__Page excerpt__

####################

Hawaii’s tourism industry attracted nearly 6.8 million visitors last year to post a 150% gain over the prior year.
The preliminary count, tallied by the state Department of Business, Economic Development and Tourism in a recent report, topped 2020’s total of 2.7 million visitor arrivals but remained down 35% from a record 10.4 million visitors who came to Hawaii in 2019 before the coronavirus pandemic upended the biggest industry in the state.
Visitor spending in Hawaii last year totaled $13 billion, down 27% from $17.7 billion in 2019. DBEDT did not
collect comparable information on visitor spending in 2020 because of COVID-19 restrictions.
The average time visitors spent in Hawaii last year was 9.6 days. That compared with 10.6 days in 2020 and 8.7 days in 2019.
An absence of anything close to normal volumes of international visitors represented much of the reduced visitor arrival volume last year compared with 2019.

####################

__Data for review__
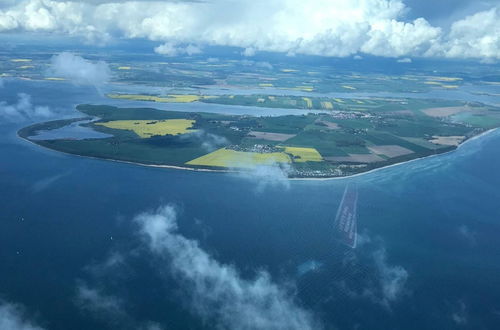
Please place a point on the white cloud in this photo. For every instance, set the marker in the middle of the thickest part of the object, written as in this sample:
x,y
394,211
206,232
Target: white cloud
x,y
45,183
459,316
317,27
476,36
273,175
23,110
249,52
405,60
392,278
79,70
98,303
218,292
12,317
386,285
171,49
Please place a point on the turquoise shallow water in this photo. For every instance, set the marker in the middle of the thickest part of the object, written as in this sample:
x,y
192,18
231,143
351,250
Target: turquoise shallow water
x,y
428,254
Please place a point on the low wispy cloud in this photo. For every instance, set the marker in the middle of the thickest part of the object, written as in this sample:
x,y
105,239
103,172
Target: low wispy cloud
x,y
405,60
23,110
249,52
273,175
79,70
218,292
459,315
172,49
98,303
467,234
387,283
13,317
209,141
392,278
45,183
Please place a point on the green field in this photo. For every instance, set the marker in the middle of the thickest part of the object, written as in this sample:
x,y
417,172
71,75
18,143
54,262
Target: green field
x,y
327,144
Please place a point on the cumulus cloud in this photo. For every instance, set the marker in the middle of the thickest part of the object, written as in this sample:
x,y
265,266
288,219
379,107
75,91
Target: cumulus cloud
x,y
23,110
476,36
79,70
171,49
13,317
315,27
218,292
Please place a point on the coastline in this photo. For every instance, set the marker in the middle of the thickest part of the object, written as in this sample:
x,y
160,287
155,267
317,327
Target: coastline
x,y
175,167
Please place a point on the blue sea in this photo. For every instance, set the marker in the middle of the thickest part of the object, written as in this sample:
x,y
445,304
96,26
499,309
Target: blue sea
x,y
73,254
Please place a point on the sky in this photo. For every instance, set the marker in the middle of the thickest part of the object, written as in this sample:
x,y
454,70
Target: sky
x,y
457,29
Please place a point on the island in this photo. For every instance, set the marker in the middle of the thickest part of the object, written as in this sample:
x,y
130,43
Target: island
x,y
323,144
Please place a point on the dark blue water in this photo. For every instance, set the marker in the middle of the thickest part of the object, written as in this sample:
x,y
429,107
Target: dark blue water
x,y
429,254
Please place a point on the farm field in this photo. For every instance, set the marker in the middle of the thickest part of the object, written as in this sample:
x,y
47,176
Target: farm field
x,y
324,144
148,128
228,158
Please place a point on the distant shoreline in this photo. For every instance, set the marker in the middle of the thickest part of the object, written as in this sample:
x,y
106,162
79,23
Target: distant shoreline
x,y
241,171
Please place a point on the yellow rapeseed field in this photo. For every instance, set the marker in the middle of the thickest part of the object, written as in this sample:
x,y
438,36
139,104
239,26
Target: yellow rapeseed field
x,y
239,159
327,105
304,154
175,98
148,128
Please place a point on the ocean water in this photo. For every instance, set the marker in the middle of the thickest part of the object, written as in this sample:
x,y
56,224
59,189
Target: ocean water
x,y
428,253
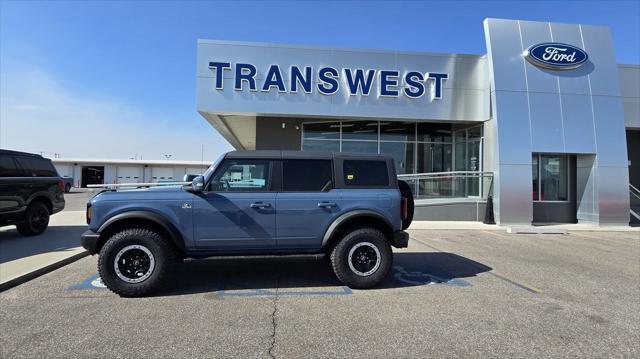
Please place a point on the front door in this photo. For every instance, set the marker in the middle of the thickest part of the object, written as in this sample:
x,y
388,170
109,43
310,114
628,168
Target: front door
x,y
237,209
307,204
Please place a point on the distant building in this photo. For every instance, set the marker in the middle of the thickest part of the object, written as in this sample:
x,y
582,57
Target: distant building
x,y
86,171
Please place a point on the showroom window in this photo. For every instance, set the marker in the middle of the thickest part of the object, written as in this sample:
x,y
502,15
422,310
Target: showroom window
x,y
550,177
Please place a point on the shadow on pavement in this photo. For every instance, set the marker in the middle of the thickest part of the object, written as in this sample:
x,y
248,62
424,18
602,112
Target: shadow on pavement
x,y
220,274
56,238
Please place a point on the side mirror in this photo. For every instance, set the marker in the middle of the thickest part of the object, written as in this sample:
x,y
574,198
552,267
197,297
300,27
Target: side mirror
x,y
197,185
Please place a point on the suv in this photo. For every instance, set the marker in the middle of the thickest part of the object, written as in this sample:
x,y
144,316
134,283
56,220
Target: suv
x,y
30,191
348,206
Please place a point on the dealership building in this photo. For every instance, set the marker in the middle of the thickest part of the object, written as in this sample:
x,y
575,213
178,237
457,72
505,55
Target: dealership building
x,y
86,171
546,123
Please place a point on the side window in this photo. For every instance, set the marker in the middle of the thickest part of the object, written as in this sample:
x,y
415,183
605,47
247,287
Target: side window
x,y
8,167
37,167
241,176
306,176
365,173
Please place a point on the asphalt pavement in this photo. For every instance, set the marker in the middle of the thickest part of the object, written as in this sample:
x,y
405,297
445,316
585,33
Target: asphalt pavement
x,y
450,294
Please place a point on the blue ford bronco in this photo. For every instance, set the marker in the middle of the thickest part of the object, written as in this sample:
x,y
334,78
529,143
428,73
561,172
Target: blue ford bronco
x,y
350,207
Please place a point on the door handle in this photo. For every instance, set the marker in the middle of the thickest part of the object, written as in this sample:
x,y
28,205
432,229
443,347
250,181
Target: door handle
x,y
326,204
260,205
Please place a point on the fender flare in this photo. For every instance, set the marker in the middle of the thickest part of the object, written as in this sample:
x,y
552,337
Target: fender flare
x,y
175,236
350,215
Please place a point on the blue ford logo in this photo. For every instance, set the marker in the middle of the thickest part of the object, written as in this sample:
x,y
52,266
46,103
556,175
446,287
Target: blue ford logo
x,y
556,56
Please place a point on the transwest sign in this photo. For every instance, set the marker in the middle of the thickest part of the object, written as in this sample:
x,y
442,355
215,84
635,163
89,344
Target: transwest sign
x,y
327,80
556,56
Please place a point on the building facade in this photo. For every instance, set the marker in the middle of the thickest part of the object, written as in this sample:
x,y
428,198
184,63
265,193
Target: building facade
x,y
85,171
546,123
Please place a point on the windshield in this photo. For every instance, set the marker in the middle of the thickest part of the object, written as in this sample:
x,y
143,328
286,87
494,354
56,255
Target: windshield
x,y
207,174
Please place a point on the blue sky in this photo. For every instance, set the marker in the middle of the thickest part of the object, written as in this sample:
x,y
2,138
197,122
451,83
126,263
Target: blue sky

####################

__Work instruction__
According to the Hawaii tourism excerpt, what was the average length of a visitor's stay in Hawaii last year? Draw only on the Hawaii tourism excerpt, not on the items.

__Answer area__
9.6 days.